Available data:
>>>>

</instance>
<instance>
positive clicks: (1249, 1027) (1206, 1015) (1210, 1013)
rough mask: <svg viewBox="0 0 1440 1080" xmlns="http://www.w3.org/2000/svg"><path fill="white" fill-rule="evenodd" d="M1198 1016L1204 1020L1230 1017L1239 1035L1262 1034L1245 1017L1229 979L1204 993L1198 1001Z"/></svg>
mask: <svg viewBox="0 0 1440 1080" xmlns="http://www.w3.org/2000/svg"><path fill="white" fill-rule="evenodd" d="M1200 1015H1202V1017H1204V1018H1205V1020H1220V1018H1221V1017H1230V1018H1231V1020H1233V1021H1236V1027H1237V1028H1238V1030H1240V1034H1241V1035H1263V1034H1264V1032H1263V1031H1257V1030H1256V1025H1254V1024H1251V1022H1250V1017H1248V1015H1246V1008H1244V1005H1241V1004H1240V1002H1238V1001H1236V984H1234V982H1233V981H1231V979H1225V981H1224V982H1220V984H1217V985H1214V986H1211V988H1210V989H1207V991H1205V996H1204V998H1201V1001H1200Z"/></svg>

<<<<

Exercise prompt: Each line from the one containing "rough mask: <svg" to the last line of the material above should be reproduced word for word, with nothing added.

The answer:
rough mask: <svg viewBox="0 0 1440 1080" xmlns="http://www.w3.org/2000/svg"><path fill="white" fill-rule="evenodd" d="M1198 1016L1204 1020L1230 1017L1239 1035L1262 1034L1245 1017L1229 979L1204 993L1198 1001Z"/></svg>
mask: <svg viewBox="0 0 1440 1080" xmlns="http://www.w3.org/2000/svg"><path fill="white" fill-rule="evenodd" d="M1200 1015H1202V1017H1204V1018H1205V1020H1220V1018H1221V1017H1230V1018H1231V1020H1233V1021H1236V1027H1237V1028H1238V1030H1240V1034H1241V1035H1263V1034H1264V1032H1263V1031H1257V1030H1256V1025H1254V1024H1251V1022H1250V1017H1248V1015H1246V1008H1244V1005H1241V1004H1240V1002H1238V1001H1236V984H1234V982H1233V981H1231V979H1225V981H1224V982H1220V984H1217V985H1214V986H1211V988H1210V989H1207V991H1205V996H1204V998H1201V1001H1200Z"/></svg>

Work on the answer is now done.